Material provided
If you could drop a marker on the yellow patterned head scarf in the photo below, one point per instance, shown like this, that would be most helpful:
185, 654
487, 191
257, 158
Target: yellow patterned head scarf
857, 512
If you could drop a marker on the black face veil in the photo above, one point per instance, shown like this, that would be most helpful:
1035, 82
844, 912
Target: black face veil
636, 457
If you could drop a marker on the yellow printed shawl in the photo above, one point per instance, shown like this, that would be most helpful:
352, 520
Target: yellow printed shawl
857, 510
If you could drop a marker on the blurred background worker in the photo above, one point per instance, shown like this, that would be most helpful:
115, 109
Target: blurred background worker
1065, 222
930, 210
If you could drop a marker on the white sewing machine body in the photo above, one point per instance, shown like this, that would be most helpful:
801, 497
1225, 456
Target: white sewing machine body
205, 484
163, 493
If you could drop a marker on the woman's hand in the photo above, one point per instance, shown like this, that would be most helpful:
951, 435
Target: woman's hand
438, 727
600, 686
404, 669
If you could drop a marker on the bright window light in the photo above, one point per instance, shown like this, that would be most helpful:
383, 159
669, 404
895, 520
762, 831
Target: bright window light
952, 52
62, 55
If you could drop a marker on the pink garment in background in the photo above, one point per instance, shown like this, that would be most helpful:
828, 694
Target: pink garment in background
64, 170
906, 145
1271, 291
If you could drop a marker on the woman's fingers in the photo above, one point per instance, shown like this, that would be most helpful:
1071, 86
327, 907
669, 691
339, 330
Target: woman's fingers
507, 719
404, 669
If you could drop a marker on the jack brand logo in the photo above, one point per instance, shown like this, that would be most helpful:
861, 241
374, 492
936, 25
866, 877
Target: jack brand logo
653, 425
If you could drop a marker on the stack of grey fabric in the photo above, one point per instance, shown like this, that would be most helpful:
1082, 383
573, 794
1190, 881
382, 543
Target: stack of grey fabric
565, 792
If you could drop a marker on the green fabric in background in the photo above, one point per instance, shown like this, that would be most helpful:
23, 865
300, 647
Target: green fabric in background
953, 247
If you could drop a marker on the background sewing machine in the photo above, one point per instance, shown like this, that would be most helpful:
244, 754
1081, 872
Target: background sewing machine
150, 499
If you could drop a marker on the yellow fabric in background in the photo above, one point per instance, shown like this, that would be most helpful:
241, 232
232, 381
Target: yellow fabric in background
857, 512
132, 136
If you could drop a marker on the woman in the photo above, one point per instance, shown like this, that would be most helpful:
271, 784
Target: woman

What this task involves
Can you render every line of the records above as a JSON list of strings, one string per line, with blank lines left out?

Exercise answer
[
  "If you could drop a marker on the yellow patterned head scarf in the photo below, one point per instance, shown like this, that would be most helpful:",
  "185, 654",
  "487, 191",
  "257, 158",
  "Target: yellow patterned head scarf",
  "857, 512",
  "If you could drop a marker on the black face veil in the photo above, one point per instance, shown like this, that would be most helpful:",
  "1035, 82",
  "844, 912",
  "Target: black face veil",
  "636, 457",
  "If you could drop a marker on the yellow printed shawl in the photo above, one point per instance, shown like this, that would be most helpful:",
  "352, 520",
  "Target: yellow printed shawl",
  "857, 510",
  "If you could drop a marker on the blurred background worker in the photo above, one point per instance, shown like this, that would be most helpful:",
  "115, 109",
  "Target: blurred background worker",
  "1065, 222",
  "930, 210",
  "If you could drop a marker on the white sewing machine body in the photo above, one point per instance, shown like this, that would be most helpful:",
  "801, 497",
  "1225, 456",
  "Target: white sewing machine body",
  "205, 484",
  "163, 493",
  "If you could drop a marker on the woman's hand in the photo above, one point per instance, shown like this, that would be most helpful:",
  "951, 435",
  "Target: woman's hand",
  "438, 727",
  "600, 686",
  "404, 669",
  "If you could drop a marker on the bright window light in the photo above, one point per instance, shown like this, that would be most helpful:",
  "383, 159",
  "669, 404",
  "895, 520",
  "762, 831",
  "Target: bright window light",
  "952, 52",
  "62, 55",
  "If you could drop a marker on the pink garment in background in the photo above, one point per instance, shown like this, that would be most helpful:",
  "828, 694",
  "Target: pink garment in background",
  "64, 170",
  "906, 145",
  "1271, 291",
  "If you could drop a marker on the woman's fingers in the photo above, one point per instance, shown like this, that would be most helpful:",
  "1071, 86",
  "327, 907",
  "669, 691",
  "339, 330",
  "Target: woman's fingers",
  "507, 719",
  "404, 669",
  "If you could drop a marker on the jack brand logo in the photo above, one point per instance, shown like this, that would be most helpful:",
  "861, 241",
  "374, 492",
  "936, 25",
  "866, 877",
  "Target: jack brand logo",
  "653, 425",
  "If you could drop a marker on the stack of grey fabric in the photo above, one point per instance, shown like this, that would be most helpful:",
  "1082, 383",
  "573, 794",
  "1190, 881",
  "382, 543",
  "Target: stack of grey fabric",
  "565, 792",
  "If you could drop a marker on the green fabric in background in the photo above, one point per instance, shown like this, that would be most helpful:",
  "23, 865",
  "300, 647",
  "Target: green fabric in background",
  "953, 247",
  "If you could drop a marker on the background sewing machine in the photo above, one point per instance, shown like this, that would be most helpful:",
  "244, 754",
  "1081, 872",
  "Target: background sewing machine",
  "150, 499",
  "If you could drop a marker on the yellow fabric in background in the photo above, one point per instance, shown like this, that would be most helpful:",
  "241, 232",
  "232, 381",
  "Target: yellow fabric in background",
  "857, 512",
  "132, 136",
  "If you could drop a marker on the woman in the photo above, one point per instance, shown like this, that would be most helpful:",
  "271, 784",
  "Target: woman"
]